Similarly, the momentum is modified as,
\be
  \widetilde{\Delta}(x)^{-\beta}\widetilde{\cal P}
  \widetilde{\Delta}(x)^{\beta}
  = 2\frac{\pi}{L}{\cal P},\qquad
  {\cal P}\equiv\sum_{i=1}^ND_i.
\label{e6}
\ee

Eigenfunctions $\tpsi_\lambda(x)$ of ${\cal H}$
are known as the Jack symmetric
polynomials \cite{rS}.
They are parametrized by the Young diagrams and the
eigenvalue associated with the diagram
$\lambda=(\lambda_1,\cdots,\lambda_M)$
is given by,
\be
\epsilon_{\lambda}=
  \sum_{i=1}^M\Bigl(\lambda_i^2+\beta(N+1-2i)\lambda_i\Bigr)
= \sum_{i=1}^{M'}\Bigl(-\beta\lambda_i^{\prime 2}
                       +(\beta N+2i-1)\lambda_i'\Bigr),
%  \sum_{i=1}^M\Bigl(\lambda_i^2+\beta(N+1-2i)\lambda_i\Bigr)
%= \sum_{i=1}^{M'}\Bigl((2i-1)\lambda_i' +\beta(N-\lambda_i')\lambda_i'\Bigr),
\ee
%sh
where ${}^t\lambda=(\lambda_1',\cdots,\lambda_{M'}')$
is the conjugate of $\lambda$.


%%%%%%%%%%%%%%%%%%%%%%%%%%%%%%%%%%%%%%%%%%%%%%%%%%%%%%%%%%

Because $\tpsi_\lambda(x)$ is symmetric
with respect to $x_i$'s,
it can be written out by using the power sum polynomials
$p_n \equiv \sum_ix_i^n$.
Let us denote $\ad{n}$ as the ``creation operator''
which gives rise to this $p_n$.  The ``annihilation operator''
associated with it is defined by the commutation relation,
\be
  \Bigl[a_n,\ad{m}\Bigr]=\frac{1}{\beta}n\delta_{n,m},
  \quad (n,m>0).
\label{e7}
\ee
We introduce the vacuum states by
$a_n |0\rangle=\langle 0|\ad{n}=0$ ($n>0$).
One may translate the collective field Hilbert
space and the space of symmetric polynomials
by the formula,
\be
\langle 0|e^{\beta \sum_i A(x_i)}
\ad{n_1}\cdots \ad{n_m}|0\rangle
=  p_{n_1}\cdots p_{n_m},\qquad
A(x)\equiv \sum_{n=1}^\infty \frac{1}{n} a_n x^n.
\label{e11}
\ee
%%%%%%%%%%%%%%%%%%%%%%%%%%%%%%%%%%%%%%%%%%%%%%%%%%%%%%%%%%%%

These operators are related with the conventional collective
field operators,
$\rho(x)= \sum_{i=1}^N \delta(x-x_i)$,
by
$\int dx \,x^n\rho(x) = p_n$.
Use of
these combinations has the benefit to
illuminate the relation with the matrix--type integral
\eq{e2} more directly.

▬▬▬▬▬▬▬▬▬▬

| Aim a |
Please quote the records from the line containing "Target: baby's eyelash" through their final line, copying each line word for word.

| Source material |

▬▬▬▬▬▬▬▬▬▬

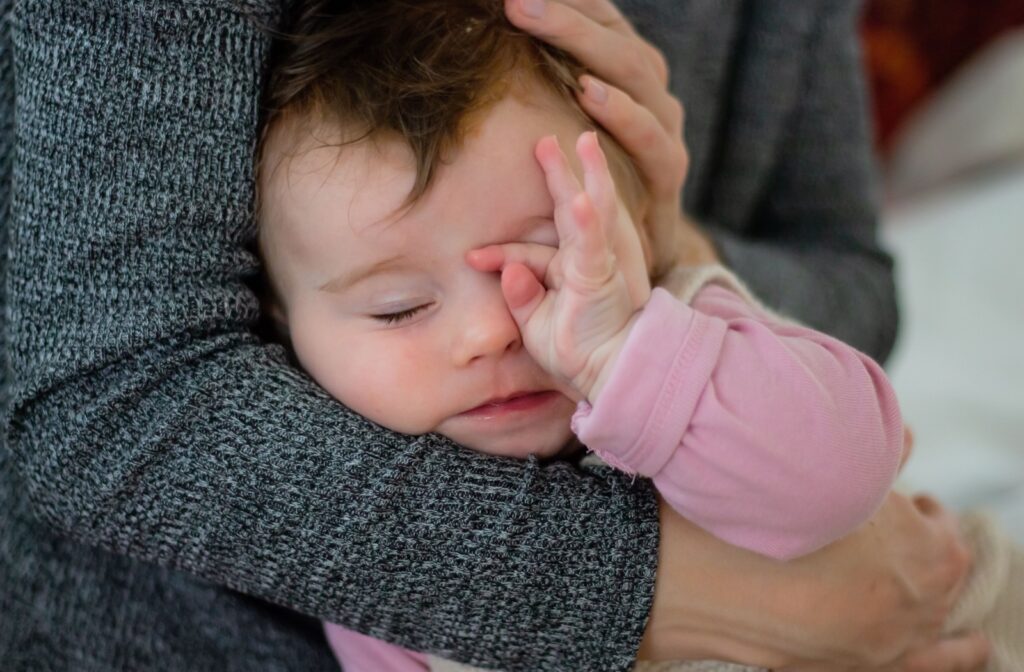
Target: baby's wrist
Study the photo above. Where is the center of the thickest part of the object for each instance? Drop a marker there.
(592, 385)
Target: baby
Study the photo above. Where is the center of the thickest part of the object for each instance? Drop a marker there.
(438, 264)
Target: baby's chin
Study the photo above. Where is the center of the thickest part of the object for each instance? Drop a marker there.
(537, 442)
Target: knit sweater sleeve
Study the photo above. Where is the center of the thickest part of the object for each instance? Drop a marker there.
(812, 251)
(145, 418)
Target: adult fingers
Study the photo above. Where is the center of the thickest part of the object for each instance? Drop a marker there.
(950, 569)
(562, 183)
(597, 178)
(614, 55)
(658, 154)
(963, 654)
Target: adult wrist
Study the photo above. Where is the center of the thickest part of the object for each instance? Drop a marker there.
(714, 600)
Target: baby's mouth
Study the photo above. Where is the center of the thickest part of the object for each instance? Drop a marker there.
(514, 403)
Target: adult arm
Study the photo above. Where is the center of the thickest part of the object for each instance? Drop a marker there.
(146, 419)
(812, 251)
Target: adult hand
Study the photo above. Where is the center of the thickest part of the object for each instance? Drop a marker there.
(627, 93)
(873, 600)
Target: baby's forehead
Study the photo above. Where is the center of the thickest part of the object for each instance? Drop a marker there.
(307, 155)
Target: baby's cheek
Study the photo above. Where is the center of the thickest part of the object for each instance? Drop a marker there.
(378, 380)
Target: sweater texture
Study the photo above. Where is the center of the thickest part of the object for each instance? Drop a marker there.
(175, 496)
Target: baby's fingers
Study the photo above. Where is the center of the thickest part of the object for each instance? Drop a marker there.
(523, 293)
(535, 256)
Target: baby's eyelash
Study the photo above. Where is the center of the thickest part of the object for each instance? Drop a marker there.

▬▬▬▬▬▬▬▬▬▬

| Aim b |
Write the next part of the passage on Jack symmetric polynomials and collective field operators, picking up after its last sentence.

| Result a |
Target: baby's eyelash
Study the photo above. Where is the center of the thickest part of the object for each instance? Drop a marker there.

| Result b |
The convention of the definition of \eq{e7}
is to reproduce the standard inner product between the
symmetric polynomials \cite{rS}\cite{rLPS}, {\it i.e.},
\ba
%
  \langle p_1^{r_1}\cdots p_n^{r_n},
  p_m^{s_m}\cdots p_1^{s_1}\rangle
  &\!\!\equiv \!\!&
  \langle 0|a_1^{r_1}\cdots a_n^{r_n}
  \ad{m}^{\!\!s_m}\cdots\ad{1}^{s_1}|0\rangle, \n
%
  &\!\!=\!\!&
  \delta_{\{r\},\{s\}}\beta^{-\sum_{i=1}^nri}
  \prod_{i\geq 1}i^{r_i}r_i!.
\ea
%%%%%%%%%%%%%%%%%%%%%%%%%%%%%%%%%%%%%%%%%%%%%%%%%

One may derive the collective coordinate representation
of the Hamiltonian and the momentum in a usual way.
The Hamiltonian in terms of the collective coordinates,
$\widehat{\cal H}$,
is defined by the transformation in \eq{e11} as,
\be
{\cal H}\langle 0|e^{\beta \sum_i A(x_i)}
=\langle 0|e^{\beta \sum_i A(x_i)}\widehat{\cal H}.
\label{e12}
\ee
For example, the momentum operator is obtained as follows,
$$
\sum_{i}D_i\langle 0|e^{\beta \sum_i A(x_i)}
= \sum_i \langle 0|e^{\beta \sum_i A(x_i)}\beta\sum_{n=1}^\infty x_i^n a_n=
 \langle 0|e^{\beta \sum_i A(x_i)}\sum_n(\beta \ad{n} a_n),
$$
which gives, $\widehat{\cal P}=\beta\sum_{n=1}^\infty \ad{n}a_n.$
Similarly the Hamiltonian is given by,
\ba
  \widehat{\cal H}
  &\!\!=\!\!&
  \beta^2 \sum_{n,m=1}^{\infty}
  (\ad{n+m}a_na_m+\ad{n}\ad{m}a_{n+m}) \n
%
  &&
  +\beta(1-\beta)\sum_{n=1}^{\infty}n\ad{n}a_n
  +\beta^2N\sum_{n=1}^{\infty}\ad{n}a_n.
\ea
This particular form of the Hamiltonian appeared previously, for
example,  in \cite{rCF1} (see also the recent work \cite{rISO}).

%%%%%%%%%%%%%%%%%%%%%%%%%%%%%%%%%%%%%%%%%%%%%%%%%%%%%%%%%%%%%

\section{Vertex operators and Energy eigenstates}

%%%%%%%%%%%%%%%%%%%%%%%%%%%%%%%%%%%%%%%%%%%%%%%%%%%%%%%%%%%%%%

Some of the simpler eigenfunctions (the Jack polynomials) of the
Hamiltonian can be explicitly written down by using the vertex operators.
As is known, they are parametrized by the Young diagrams.
In this section, we give their bosonized forms
when the Young diagram has,
(i) one or two rows (columns) or
(ii) one row and one column (one ``hook'').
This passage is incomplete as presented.